Protect Exe 0.4 is a freeware program that lets you password protect any Windows executable program. It is useful for locking Win XP/Windows Vista/Win 2000/Win 2003 Server/Win 98/Win Me/Win 95/Win NT 4.0 exe files. Protect Exe 0.4 does not make any changes to the registry while locking the files, nor does it save the password in a hidden file somewhere on the system.  It works by encrypting the exe with a twofish 256 bit key.  So the executable only works when the correct password has been fed to it.

Protect Exe 0.4 also does not run as a background process, so it cannot be cancelled out by using the Task Manager. As it modifies the exe file itself, changing the user account or copying it to another system does not compromise the security. As a failsafe, the program creates a backup of the exe which you can keep elsewhere in case you forget the password.

Protect Exe 0.4 at 124KB is a featherweight protection system.

▶ **Raw data**
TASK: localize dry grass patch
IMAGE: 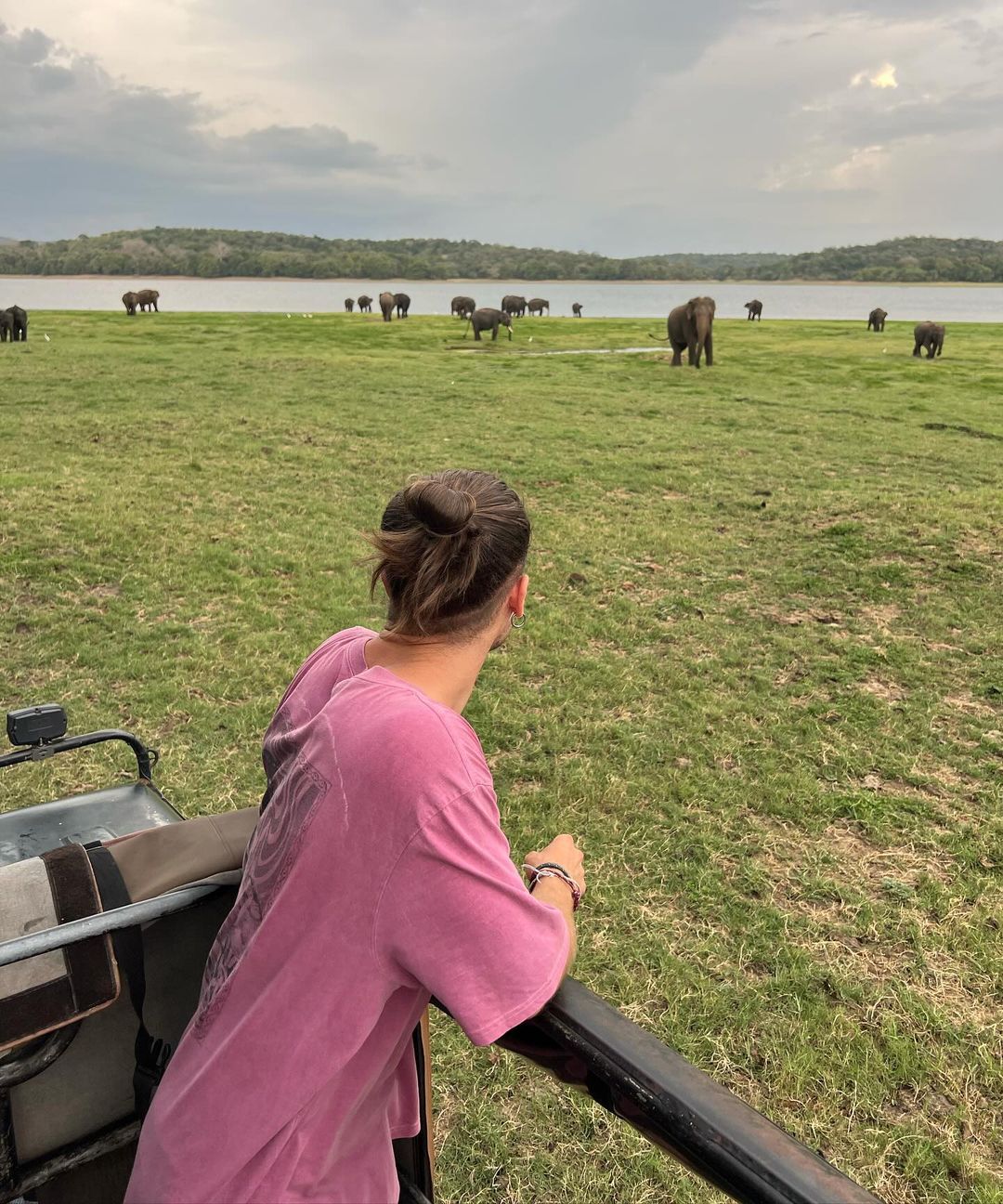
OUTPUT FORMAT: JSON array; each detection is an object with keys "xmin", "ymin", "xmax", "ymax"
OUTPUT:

▶ **Stated goal 1**
Answer these from the Protect Exe 0.4 description, one line each:
(a) What key does the program use to encrypt an exe?
(b) What does the program create as a failsafe?
(c) What is the program's size?
▶ **Stated goal 2**
According to the Protect Exe 0.4 description, why doesn't changing the user account or copying a locked file to another system compromise its security?
▶ **Stated goal 3**
Continue the Protect Exe 0.4 description from its last sentence.

▶ **Result 1**
(a) A twofish 256 bit key.
(b) A backup of the exe, which can be kept elsewhere in case the password is forgotten.
(c) 124KB.

▶ **Result 2**
The program modifies the exe file itself, so the protection travels with the file. It does not depend on the user account or on anything else stored on the original system.

▶ **Result 3**
Empathy

Using Empathy one can password protect any executable file and keep it protected even if it is copied to another location or computer. The light footprint of the software (219KB) means that it can also be used to protect portable apps carried around in USB drives.

Empathy uses similar password protection to the previous app and also creates a similar backup, but the software looks more well rounded with a neater interface.

Beyond the looks the software suffers slightly as it is limited to the use of a single character password. If this strikes you as odd then consider that the software is postcardware.

The developer explains,

“Empathy is postcardware. You can use it freely for an unlimited period, but if you want to use it with all functions, you have to register it by sending me a picture postcard (not an electronic/e-mail postcard – you can send something with a picture of your city on it, or anything you like). After receiving the postcard, I will send you an unlocking code by e-mail.”

On second thoughts, I didn’t find the single character password too much of a handicap because I have quite a few on my keyboard to use in the input field.

Empathy v2.1 is compatible with Windows (all versions).

As an added precaution it is recommended that you put the software through the paces on a non-essential executable first before applying it more seriously. Also, always keep the backup option ticked.

There is a lot of paid software out there which offers the same functionality and more. But if it’s free you want then these two are the way to go.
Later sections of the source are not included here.